Restate the data below word for word, and let no image into your version.

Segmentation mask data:

————————

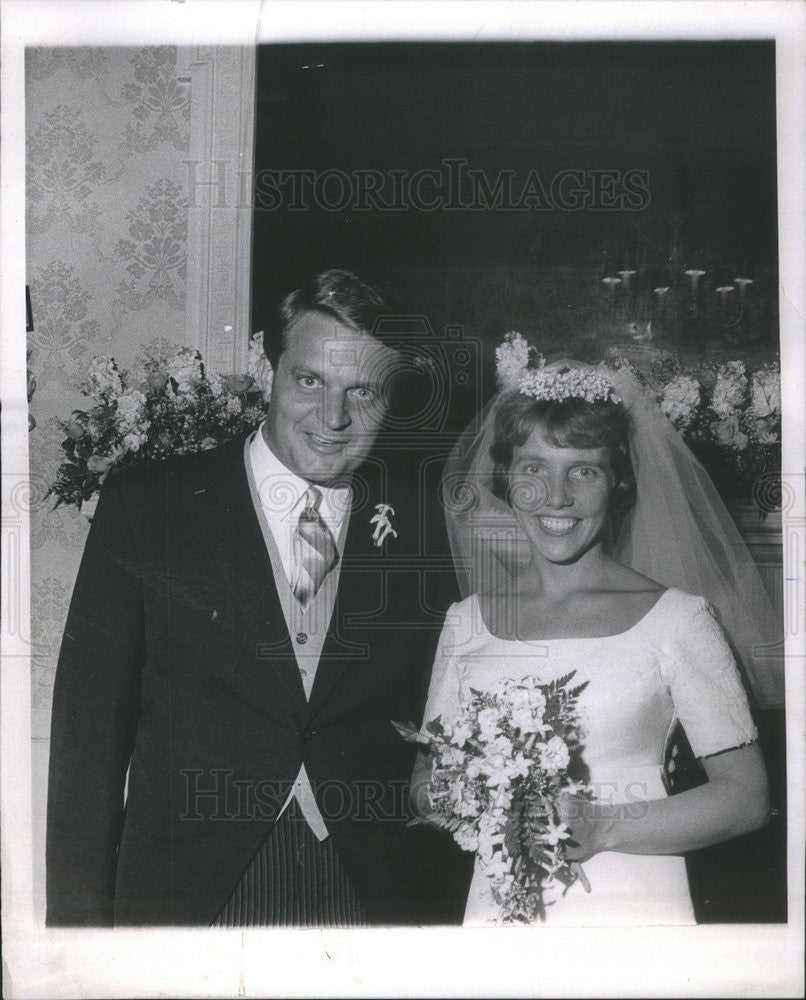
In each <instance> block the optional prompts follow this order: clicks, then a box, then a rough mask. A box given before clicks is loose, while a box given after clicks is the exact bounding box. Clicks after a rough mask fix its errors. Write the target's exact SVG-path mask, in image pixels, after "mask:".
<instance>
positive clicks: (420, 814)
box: [409, 750, 431, 821]
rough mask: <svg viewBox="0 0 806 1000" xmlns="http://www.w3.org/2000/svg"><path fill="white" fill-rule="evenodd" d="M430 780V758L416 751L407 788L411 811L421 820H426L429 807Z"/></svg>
mask: <svg viewBox="0 0 806 1000" xmlns="http://www.w3.org/2000/svg"><path fill="white" fill-rule="evenodd" d="M430 780H431V758H430V757H429V756H428V754H427V753H425V752H424V751H423V750H420V751H418V753H417V760H416V761H415V762H414V771H413V772H412V775H411V785H410V786H409V804H410V805H411V811H412V812H413V813H414V815H415V816H416V817H418V818H419V819H421V820H426V821H427V820H428V818H429V816H430V814H431V806H430V803H429V801H428V782H429V781H430Z"/></svg>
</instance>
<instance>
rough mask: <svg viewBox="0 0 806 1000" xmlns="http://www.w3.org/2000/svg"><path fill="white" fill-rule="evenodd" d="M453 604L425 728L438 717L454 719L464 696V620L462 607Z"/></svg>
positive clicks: (436, 673) (445, 620)
mask: <svg viewBox="0 0 806 1000" xmlns="http://www.w3.org/2000/svg"><path fill="white" fill-rule="evenodd" d="M465 603H466V602H465V601H462V602H461V604H453V605H451V607H450V608H449V609H448V613H447V615H446V616H445V624H444V626H443V628H442V633H441V635H440V637H439V644H438V646H437V652H436V656H435V658H434V666H433V668H432V670H431V683H430V685H429V688H428V699H427V701H426V705H425V711H424V713H423V725H425V723H426V722H430V721H432V720H433V719H435V718H436V717H437V716H438V715H439V716H442V718H443V719H444V720H448V719H451V718H453V716H455V715H456V713H457V712H458V710H459V700H460V696H461V683H460V670H459V664H458V656H457V650H458V648H459V646H460V643H461V633H462V627H463V620H464V616H463V615H462V611H461V609H462V605H463V604H465Z"/></svg>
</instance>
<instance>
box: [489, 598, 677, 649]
mask: <svg viewBox="0 0 806 1000" xmlns="http://www.w3.org/2000/svg"><path fill="white" fill-rule="evenodd" d="M674 589H675V588H674V587H666V589H665V590H662V591H661V593H660V595H659V597H658V599H657V600H656V601H655V603H654V604H653V605H652V606H651V607H650V608H648V609H647V610H646V611H645V612H644V613H643V614H642V615H641V617H640V618H639V619H638V621H637V622H635V623H634V624H632V625H630V627H629V628H627V629H624V630H623V631H622V632H611V633H610V634H609V635H566V636H558V637H557V638H555V639H505V638H504V637H503V636H501V635H496V634H495V632H491V631H490V629H489V627H488V625H487V622H486V621H485V620H484V615H483V614H482V612H481V602H480V600H479V596H480V595H479V594H478V593H476V594H473V600H474V601H475V602H476V610H477V611H478V613H479V619H480V621H481V624H482V625H483V626H484V631H485V632H486V633H487V635H489V636H490V638H492V639H496V640H497V641H498V642H517V643H520V644H521V645H523V646H542V645H544V644H545V643H547V642H599V641H600V640H602V639H620V638H622V637H623V636H625V635H629V634H630V632H634V631H635V630H636V629H637V628H638V627H639V626H640V625H643V624H644V622H645V621H646V620H647V618H649V617H650V616H651V615H652V614H653V613H654V611H655V610H656V609H657V607H658V605H659V604H661V603H662V602H663V599H664V598H665V597H666V595H667V594H669V593H671V592H672V591H673V590H674Z"/></svg>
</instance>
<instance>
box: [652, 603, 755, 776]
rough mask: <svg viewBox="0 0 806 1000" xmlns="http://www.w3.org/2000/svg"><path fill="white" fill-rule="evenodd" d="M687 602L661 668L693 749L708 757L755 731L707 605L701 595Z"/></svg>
mask: <svg viewBox="0 0 806 1000" xmlns="http://www.w3.org/2000/svg"><path fill="white" fill-rule="evenodd" d="M689 602H690V603H689ZM686 604H687V607H686V608H685V610H683V609H681V613H680V615H679V617H678V620H677V622H676V624H675V627H674V628H673V629H672V630H671V631H670V636H669V640H668V645H667V649H666V656H665V657H664V661H663V663H662V666H661V669H662V672H663V674H664V679H665V681H666V684H667V685H668V688H669V692H670V694H671V696H672V701H673V702H674V707H675V713H676V715H677V717H678V718H679V719H680V722H681V723H682V725H683V728H684V729H685V731H686V736H687V737H688V740H689V743H690V744H691V747H692V749H693V751H694V753H695V754H696V755H697V756H698V757H707V756H710V755H711V754H715V753H719V752H720V751H722V750H729V749H732V748H734V747H738V746H742V745H744V744H746V743H752V742H753V741H754V740H756V739H758V732H757V730H756V727H755V725H754V723H753V719H752V716H751V715H750V707H749V705H748V702H747V696H746V694H745V691H744V688H743V687H742V682H741V679H740V677H739V671H738V668H737V666H736V661H735V660H734V658H733V654H732V653H731V650H730V647H729V646H728V643H727V640H726V639H725V635H724V633H723V632H722V629H721V627H720V625H719V623H718V622H717V620H716V618H715V616H714V613H713V611H712V609H711V606H710V605H709V604H708V602H707V601H706V600H705V599H704V598H702V597H696V598H689V600H688V601H687V602H686Z"/></svg>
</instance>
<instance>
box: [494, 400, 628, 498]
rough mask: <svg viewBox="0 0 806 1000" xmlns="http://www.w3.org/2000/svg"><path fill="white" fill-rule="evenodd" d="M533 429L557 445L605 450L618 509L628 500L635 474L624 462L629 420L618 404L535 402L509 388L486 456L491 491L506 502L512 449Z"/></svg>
mask: <svg viewBox="0 0 806 1000" xmlns="http://www.w3.org/2000/svg"><path fill="white" fill-rule="evenodd" d="M536 427H539V428H540V430H541V432H542V433H543V435H544V436H545V438H546V440H547V441H548V442H549V444H552V445H554V446H555V447H557V448H607V449H608V450H609V452H610V461H611V464H612V467H613V473H614V475H615V477H616V484H617V486H618V489H617V491H616V492H614V494H613V500H614V503H615V504H616V505H617V506H619V507H624V506H628V505H629V504H631V503H632V500H633V497H634V490H635V477H634V475H633V469H632V463H631V462H630V418H629V415H628V414H627V411H626V410H625V409H624V407H623V406H620V405H619V404H618V403H613V402H611V401H610V400H597V401H596V402H593V403H591V402H588V400H586V399H580V398H576V397H574V398H571V399H562V400H554V399H551V400H546V399H540V400H535V399H532V398H531V397H529V396H525V395H523V394H522V393H519V392H515V393H513V394H512V396H511V397H510V398H509V399H507V400H505V401H504V402H503V403H502V404H501V406H500V407H499V409H498V413H497V414H496V418H495V430H494V435H493V443H492V445H491V446H490V457H491V458H492V460H493V482H492V489H493V493H494V494H495V495H496V496H497V497H498V498H499V499H500V500H504V501H505V502H507V503H508V502H509V499H508V496H509V470H510V466H511V465H512V455H513V452H514V450H515V448H519V447H521V446H522V445H524V444H526V441H527V440H528V438H529V435H530V434H531V433H532V431H533V430H534V429H535V428H536Z"/></svg>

————————

• RESPONSE AREA:
In each <instance> block the optional prompts follow this order: clicks, then a box, then a rough mask. A box given before clicks is loose, while a box given after clicks is the exact bounding box. Clicks after a rough mask fix its errors. Write the target's exact SVG-path mask, in image pixels, after "mask:".
<instance>
positive clicks: (420, 814)
box: [409, 750, 431, 821]
rough mask: <svg viewBox="0 0 806 1000" xmlns="http://www.w3.org/2000/svg"><path fill="white" fill-rule="evenodd" d="M430 780V758L416 751L407 788L411 811L421 820H426L429 807Z"/></svg>
mask: <svg viewBox="0 0 806 1000" xmlns="http://www.w3.org/2000/svg"><path fill="white" fill-rule="evenodd" d="M430 780H431V758H430V757H429V756H428V754H427V753H425V752H424V751H423V750H420V751H418V753H417V760H416V761H415V762H414V771H413V772H412V775H411V785H410V786H409V804H410V805H411V811H412V812H413V813H414V815H415V816H416V817H418V818H419V819H421V820H426V821H427V820H428V818H429V816H430V814H431V806H430V803H429V801H428V782H429V781H430Z"/></svg>
</instance>
<instance>
rough mask: <svg viewBox="0 0 806 1000" xmlns="http://www.w3.org/2000/svg"><path fill="white" fill-rule="evenodd" d="M453 604L425 728L438 717L454 719L464 696V620L462 607Z"/></svg>
positive clicks: (436, 673) (445, 620)
mask: <svg viewBox="0 0 806 1000" xmlns="http://www.w3.org/2000/svg"><path fill="white" fill-rule="evenodd" d="M465 603H466V602H465V601H462V602H461V604H453V605H451V607H450V608H449V609H448V613H447V615H446V616H445V624H444V626H443V628H442V633H441V635H440V637H439V644H438V646H437V652H436V656H435V658H434V666H433V668H432V670H431V683H430V685H429V688H428V699H427V701H426V705H425V711H424V713H423V725H425V723H426V722H430V721H432V720H433V719H435V718H436V717H437V716H438V715H439V716H442V718H443V719H444V720H448V719H451V718H453V716H455V715H456V713H457V712H458V710H459V700H460V696H461V683H460V670H459V664H458V656H457V650H458V648H459V646H460V643H461V633H462V627H463V620H464V616H463V615H462V611H461V609H462V605H463V604H465Z"/></svg>
</instance>
<instance>
box: [489, 598, 677, 649]
mask: <svg viewBox="0 0 806 1000" xmlns="http://www.w3.org/2000/svg"><path fill="white" fill-rule="evenodd" d="M674 589H675V588H674V587H666V589H665V590H662V591H661V593H660V595H659V597H658V599H657V600H656V601H655V603H654V604H653V605H652V606H651V607H650V608H648V609H647V610H646V611H645V612H644V613H643V614H642V615H641V617H640V618H639V619H638V621H637V622H635V623H634V624H632V625H630V627H629V628H627V629H624V630H623V631H622V632H611V633H610V634H609V635H566V636H558V637H557V638H555V639H505V638H504V637H503V636H501V635H496V634H495V632H491V631H490V629H489V627H488V625H487V622H486V621H485V620H484V615H483V614H482V612H481V602H480V600H479V596H480V595H479V594H478V593H476V594H473V600H474V601H475V602H476V610H477V611H478V613H479V619H480V621H481V624H482V625H483V626H484V631H485V632H486V633H487V635H489V636H490V638H492V639H496V640H497V641H498V642H517V643H520V644H521V645H523V646H542V645H544V644H545V643H547V642H599V641H600V640H602V639H620V638H622V637H623V636H625V635H629V634H630V632H634V631H635V630H636V629H637V628H638V627H639V626H640V625H643V624H644V622H645V621H646V620H647V618H649V617H650V616H651V615H652V614H653V613H654V611H655V610H656V609H657V607H658V605H659V604H661V603H662V602H663V599H664V598H665V597H666V595H667V594H669V593H671V592H672V591H673V590H674Z"/></svg>
</instance>
<instance>
box: [652, 603, 755, 776]
rough mask: <svg viewBox="0 0 806 1000" xmlns="http://www.w3.org/2000/svg"><path fill="white" fill-rule="evenodd" d="M687 602L661 668L693 749L708 757L755 731L707 605L701 595Z"/></svg>
mask: <svg viewBox="0 0 806 1000" xmlns="http://www.w3.org/2000/svg"><path fill="white" fill-rule="evenodd" d="M689 602H690V603H689ZM686 604H687V607H686V608H685V610H683V609H681V613H680V615H679V617H678V620H677V622H676V624H675V627H674V628H673V629H672V630H671V631H670V636H669V640H668V645H667V649H666V656H665V657H664V661H663V663H662V666H661V669H662V672H663V674H664V679H665V681H666V684H667V685H668V688H669V692H670V694H671V696H672V701H673V702H674V707H675V713H676V715H677V717H678V718H679V719H680V722H681V723H682V725H683V728H684V729H685V731H686V736H687V737H688V740H689V743H690V744H691V747H692V749H693V751H694V753H695V754H696V755H697V756H698V757H707V756H710V755H711V754H715V753H719V752H720V751H722V750H729V749H732V748H734V747H738V746H742V745H744V744H746V743H752V742H753V741H754V740H756V739H758V732H757V730H756V727H755V725H754V723H753V719H752V716H751V715H750V707H749V705H748V702H747V696H746V694H745V691H744V688H743V687H742V682H741V679H740V677H739V671H738V668H737V666H736V661H735V660H734V658H733V654H732V653H731V650H730V647H729V646H728V643H727V640H726V639H725V635H724V633H723V632H722V629H721V627H720V625H719V623H718V622H717V620H716V618H715V616H714V613H713V611H712V609H711V606H710V605H709V604H708V602H707V601H706V600H705V599H704V598H702V597H696V598H689V600H688V601H687V602H686Z"/></svg>
</instance>
<instance>
box: [494, 400, 628, 498]
rough mask: <svg viewBox="0 0 806 1000" xmlns="http://www.w3.org/2000/svg"><path fill="white" fill-rule="evenodd" d="M533 429L557 445L605 450L618 509L628 500L635 474L624 462L629 420L618 404L535 402L509 388L486 456L491 491L506 502L512 449Z"/></svg>
mask: <svg viewBox="0 0 806 1000" xmlns="http://www.w3.org/2000/svg"><path fill="white" fill-rule="evenodd" d="M536 427H539V428H540V430H541V432H542V433H543V435H544V436H545V438H546V440H547V441H548V442H549V444H552V445H554V446H555V447H557V448H607V449H608V450H609V452H610V461H611V464H612V467H613V473H614V475H615V477H616V484H617V486H618V489H617V491H616V492H614V494H613V500H614V503H615V504H616V505H617V506H619V507H624V506H628V505H629V504H631V503H632V500H633V497H634V490H635V477H634V475H633V469H632V463H631V462H630V418H629V415H628V414H627V411H626V410H625V409H624V407H623V406H620V405H619V404H618V403H613V402H611V401H610V400H597V401H596V402H593V403H591V402H588V400H586V399H580V398H576V397H574V398H571V399H562V400H554V399H551V400H546V399H540V400H535V399H532V398H531V397H529V396H525V395H523V394H522V393H519V392H515V393H513V394H512V396H511V397H510V398H509V399H507V400H505V401H504V402H503V403H502V404H501V406H500V407H499V409H498V413H497V414H496V418H495V430H494V435H493V443H492V445H491V446H490V457H491V458H492V460H493V482H492V489H493V493H494V494H495V495H496V496H497V497H498V498H499V499H500V500H504V501H505V502H507V503H508V502H509V499H508V496H509V470H510V466H511V465H512V455H513V452H514V450H515V448H519V447H521V446H522V445H524V444H526V441H527V440H528V438H529V435H530V434H531V433H532V431H533V430H534V429H535V428H536Z"/></svg>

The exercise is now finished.